**GIVEN PROBLEM:**
Retype each record shown below, leaving every character as it is.

(Location identification items)
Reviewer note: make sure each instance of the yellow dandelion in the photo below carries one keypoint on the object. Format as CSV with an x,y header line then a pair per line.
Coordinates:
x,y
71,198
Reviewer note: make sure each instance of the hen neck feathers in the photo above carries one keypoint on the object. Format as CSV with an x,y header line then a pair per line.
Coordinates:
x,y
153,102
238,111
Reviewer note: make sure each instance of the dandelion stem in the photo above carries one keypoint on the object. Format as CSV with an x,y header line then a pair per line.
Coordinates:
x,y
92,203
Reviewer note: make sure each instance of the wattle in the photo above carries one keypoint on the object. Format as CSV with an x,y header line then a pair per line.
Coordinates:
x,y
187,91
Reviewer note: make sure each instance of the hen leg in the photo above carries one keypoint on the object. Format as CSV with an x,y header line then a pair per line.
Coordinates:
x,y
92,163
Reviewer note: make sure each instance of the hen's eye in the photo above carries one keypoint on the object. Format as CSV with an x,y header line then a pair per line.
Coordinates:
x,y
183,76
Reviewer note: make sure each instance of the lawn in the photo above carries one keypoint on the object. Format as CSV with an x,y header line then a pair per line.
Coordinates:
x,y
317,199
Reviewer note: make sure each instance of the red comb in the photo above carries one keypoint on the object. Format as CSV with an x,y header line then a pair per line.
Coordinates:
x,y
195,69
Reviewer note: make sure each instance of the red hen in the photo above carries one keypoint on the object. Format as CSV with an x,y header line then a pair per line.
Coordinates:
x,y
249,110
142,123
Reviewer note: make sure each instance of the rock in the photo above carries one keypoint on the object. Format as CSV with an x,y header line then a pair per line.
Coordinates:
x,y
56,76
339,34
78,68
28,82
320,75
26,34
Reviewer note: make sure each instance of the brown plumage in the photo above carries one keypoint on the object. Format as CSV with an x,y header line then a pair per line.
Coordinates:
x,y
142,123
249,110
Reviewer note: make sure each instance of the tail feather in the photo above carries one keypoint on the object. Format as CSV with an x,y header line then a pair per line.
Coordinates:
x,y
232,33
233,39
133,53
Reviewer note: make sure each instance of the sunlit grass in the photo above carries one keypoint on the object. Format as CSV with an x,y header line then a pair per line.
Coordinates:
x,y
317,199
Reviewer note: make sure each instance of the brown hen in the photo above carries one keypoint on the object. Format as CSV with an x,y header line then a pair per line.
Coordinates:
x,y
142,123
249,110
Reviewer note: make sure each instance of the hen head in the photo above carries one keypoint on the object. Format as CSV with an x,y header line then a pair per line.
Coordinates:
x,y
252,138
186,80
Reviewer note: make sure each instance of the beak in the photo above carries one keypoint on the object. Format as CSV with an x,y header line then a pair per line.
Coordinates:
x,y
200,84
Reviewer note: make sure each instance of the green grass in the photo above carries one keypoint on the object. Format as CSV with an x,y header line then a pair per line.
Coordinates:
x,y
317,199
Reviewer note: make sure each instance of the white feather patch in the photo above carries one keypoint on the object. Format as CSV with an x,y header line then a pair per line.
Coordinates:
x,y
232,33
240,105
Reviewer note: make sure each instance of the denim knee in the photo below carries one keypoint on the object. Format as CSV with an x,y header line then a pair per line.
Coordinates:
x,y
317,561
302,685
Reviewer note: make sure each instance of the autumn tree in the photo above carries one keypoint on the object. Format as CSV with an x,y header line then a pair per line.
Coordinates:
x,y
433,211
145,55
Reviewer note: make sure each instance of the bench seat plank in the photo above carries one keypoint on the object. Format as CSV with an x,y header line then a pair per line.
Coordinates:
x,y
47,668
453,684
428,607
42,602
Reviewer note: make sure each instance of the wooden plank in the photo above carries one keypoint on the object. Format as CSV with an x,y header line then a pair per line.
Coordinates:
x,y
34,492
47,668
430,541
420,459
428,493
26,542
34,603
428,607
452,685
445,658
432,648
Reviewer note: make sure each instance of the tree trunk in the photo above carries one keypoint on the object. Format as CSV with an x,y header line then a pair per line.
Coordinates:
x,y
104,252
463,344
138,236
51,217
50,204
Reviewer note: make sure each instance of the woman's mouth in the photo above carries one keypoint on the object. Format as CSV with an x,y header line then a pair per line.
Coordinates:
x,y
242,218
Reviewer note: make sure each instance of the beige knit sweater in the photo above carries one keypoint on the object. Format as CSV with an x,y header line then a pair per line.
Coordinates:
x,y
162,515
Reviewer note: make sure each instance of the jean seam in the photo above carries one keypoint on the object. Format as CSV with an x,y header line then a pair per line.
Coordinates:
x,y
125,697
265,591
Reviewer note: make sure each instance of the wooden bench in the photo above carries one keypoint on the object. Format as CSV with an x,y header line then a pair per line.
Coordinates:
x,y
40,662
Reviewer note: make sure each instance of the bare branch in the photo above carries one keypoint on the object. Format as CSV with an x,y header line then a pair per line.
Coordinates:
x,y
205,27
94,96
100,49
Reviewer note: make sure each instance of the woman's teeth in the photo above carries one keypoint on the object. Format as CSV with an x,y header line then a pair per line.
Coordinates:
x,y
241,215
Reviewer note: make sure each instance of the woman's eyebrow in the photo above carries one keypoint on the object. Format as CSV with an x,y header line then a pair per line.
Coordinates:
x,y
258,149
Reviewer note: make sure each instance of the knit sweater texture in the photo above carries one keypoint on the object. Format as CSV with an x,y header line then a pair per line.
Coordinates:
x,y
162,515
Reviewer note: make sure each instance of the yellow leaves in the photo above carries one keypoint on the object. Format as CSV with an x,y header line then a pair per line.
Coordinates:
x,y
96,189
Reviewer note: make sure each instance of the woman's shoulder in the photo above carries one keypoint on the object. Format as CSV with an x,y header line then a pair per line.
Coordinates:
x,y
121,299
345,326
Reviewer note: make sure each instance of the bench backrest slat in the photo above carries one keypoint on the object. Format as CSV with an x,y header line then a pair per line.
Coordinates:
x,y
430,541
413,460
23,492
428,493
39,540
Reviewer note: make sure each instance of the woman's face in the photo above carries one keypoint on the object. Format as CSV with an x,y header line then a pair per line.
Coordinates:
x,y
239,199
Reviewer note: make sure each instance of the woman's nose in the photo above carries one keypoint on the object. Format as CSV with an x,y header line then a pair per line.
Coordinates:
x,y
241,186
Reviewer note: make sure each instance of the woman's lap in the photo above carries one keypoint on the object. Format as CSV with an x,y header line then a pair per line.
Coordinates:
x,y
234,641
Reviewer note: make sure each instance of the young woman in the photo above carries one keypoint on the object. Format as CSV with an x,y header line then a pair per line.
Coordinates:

**SOLUTION:**
Reviewer note: make sure each instance of the yellow dandelion in the photo below carries one keypoint on the object. Format as CSV with an x,y header line then a pair per line.
Coordinates:
x,y
71,198
Reviewer note: make sure each instance of the hen neck feathers in the photo above carries one keypoint on the object. Format as CSV with an x,y header line then a pair per line.
Coordinates:
x,y
153,102
238,111
Reviewer note: make sure each instance of the dandelion stem in the photo above carries one keypoint on the object. Format as CSV with an x,y header line then a pair per line.
Coordinates:
x,y
92,203
Reviewer note: make sure each instance of the wattle in the photo above carries one keypoint on the object. Format as CSV with an x,y header line then a pair per line.
Coordinates:
x,y
187,91
Reviewer note: make sure each instance of the hen leg in the photo above carries one keypoint on the object. Format as CSV with an x,y header line then a pair per line.
Coordinates:
x,y
92,163
Reviewer note: make sure each instance of the hen's eye in the photo above carries one keypoint on the object. Format as CSV with an x,y header line then a pair per line.
Coordinates:
x,y
183,76
Reviewer note: make sure each instance of the lawn in the photo above carries one keypoint on the object. Format as CSV with an x,y header line then a pair per line.
Coordinates:
x,y
317,199
Reviewer note: make sure each instance of the red comb in the photo above carries one keypoint on the object. Format as CSV with an x,y header line then a pair per line.
Coordinates:
x,y
195,69
Reviewer note: make sure each instance of the red hen in the photo above carries one keypoint on the object. Format as CSV with an x,y header line then a pair per line.
Coordinates:
x,y
249,110
142,123
Reviewer note: make sure each instance of the rock in the photo above carries one keypoint on the object. Format as CSV with an x,y header line then a pair per line.
Coordinates:
x,y
56,76
339,34
78,68
28,82
320,75
26,34
Reviewer note: make sure each instance of the brown plumage in the photo above carries one keypoint on the object. Format as CSV with an x,y header line then a pair per line.
Coordinates:
x,y
142,123
249,110
Reviewer note: make sure each instance of the tail feather in the photo above carries one keypoint on the object. Format as CSV with an x,y header line then a pair per line.
Coordinates:
x,y
232,33
233,39
133,53
Reviewer note: make sure each instance of the sunlit grass in the photo above carries one keypoint on the object. Format as CSV with an x,y header line then a pair per line.
Coordinates:
x,y
317,199
Reviewer note: make sure each instance of the brown hen in the photo above carries one keypoint on the object. Format as CSV with an x,y header line then a pair per line.
Coordinates:
x,y
142,123
249,110
Reviewer note: make sure each instance of the hen head in the photo above carries one keypoint on the object. Format as CSV with an x,y header line then a pair per line.
Coordinates:
x,y
252,138
186,80
Reviewer note: make sure each instance of the beak in the photo above carries one keypoint on the object. Format as CSV with an x,y header line then a pair per line.
Coordinates:
x,y
200,84
Reviewer note: make sure each instance of the green grass in the photo above carries one keypoint on the object. Format as CSV with an x,y header line then a pair per line.
Coordinates:
x,y
317,199
Reviewer note: make sure each instance of the white feather patch in the photo above carries one keypoint on the object. Format as CSV with an x,y header line then a pair per line.
Coordinates:
x,y
232,33
240,105
Reviewer note: make sure each instance of the denim knee in the photo below carries one keypoint on the object. Format as CSV with an x,y header line then a pair per line.
Coordinates:
x,y
317,561
302,685
Reviewer note: make sure each instance of the autumn tree in the photo above carries one keypoint on the object. Format as CSV with an x,y header line then a pair per line.
Coordinates:
x,y
433,211
145,55
Reviewer note: make sure each instance of the bench seat plank in the photo above carries one keypoint on the object. Format as CSV with an x,y header line then a pair per line.
Coordinates:
x,y
47,668
453,684
428,607
42,602
Reviewer note: make sure each instance of the wooden plank in the photo above carries one keypoint on the object. Format as CSV with an x,y header line then a pair per line.
Coordinates:
x,y
34,492
47,668
430,541
420,459
428,493
26,542
34,603
428,607
452,685
445,658
432,648
Reviewer note: make sure each instance of the tree trunk in the photo above carries one keypoint on the object. Format as CSV with an x,y header line then a pair per line.
Coordinates:
x,y
104,252
463,344
138,236
51,217
50,204
Reviewer note: make sure each instance of the woman's mouth in the photo above carries one keypoint on the object. Format as CSV with an x,y header line then a pair per line.
Coordinates:
x,y
242,218
Reviewer note: make sure each instance of the beige knit sweater in the photo above carries one keypoint on the object. Format as CSV with an x,y header line then a pair per line.
Coordinates:
x,y
162,515
Reviewer note: make sure each instance of the jean seam in the photo above carries one keypoint on the object. Format as CSV with an x,y header line then a pair per line.
Coordinates:
x,y
125,697
265,591
Reviewer note: make sure each instance of the wooden bench in the photo above carries one keypoint on the object. Format as CSV with an x,y header line then a pair per line.
Coordinates:
x,y
40,662
Reviewer note: make sure each instance of the bare branch in the photo above carries one keypoint on the object. Format as CSV with an x,y header line then a pair per line.
Coordinates:
x,y
205,27
94,96
100,49
Reviewer note: make sure each instance of the woman's teeth in the photo above carries one keypoint on the object. Format as CSV with an x,y header line then a pair per line.
Coordinates:
x,y
241,215
Reviewer note: make sure each instance of the woman's eyebrow in the photo above carries one keypoint on the object. Format as CSV with an x,y header line then a pair per line.
Coordinates:
x,y
258,149
Reviewer note: make sure each instance of the knit sweater texture in the photo above carries one keypoint on the object. Format as CSV with an x,y header line then a pair per line.
Coordinates:
x,y
162,515
Reviewer note: make sure each instance of the yellow leaves in the photo above carries one keypoint on the object. Format as CSV with an x,y header line then a pair per line.
Coordinates:
x,y
96,189
Reviewer note: make sure each instance of the woman's shoulder in the photo above carries one keypoint on the object. Format as CSV with an x,y header line then a pair per line.
Coordinates:
x,y
121,299
345,326
Reviewer note: make sure each instance of the bench backrest slat in the photo above carries one keypoint on the object. Format as CSV with an x,y header line then a pair per line.
Coordinates:
x,y
430,541
413,460
23,492
428,493
39,540
Reviewer note: make sure each instance of the woman's face in the photo above carries one keypoint on the object. Format as CSV with an x,y header line then a pair per line.
Coordinates:
x,y
239,199
Reviewer note: make sure each instance of the woman's nose in the photo above carries one keypoint on the object. Format as CSV with an x,y header line then a pair per line.
Coordinates:
x,y
241,186
Reviewer note: make sure each instance of the woman's lap in the photo above carries one keypoint on the object. Format as CSV with an x,y header line then a pair per line.
Coordinates:
x,y
234,641
Reviewer note: make sure each instance of the young woman in the photo above carries one keypoint on the object. Format as CSV with an x,y header line then a pair per line.
Coordinates:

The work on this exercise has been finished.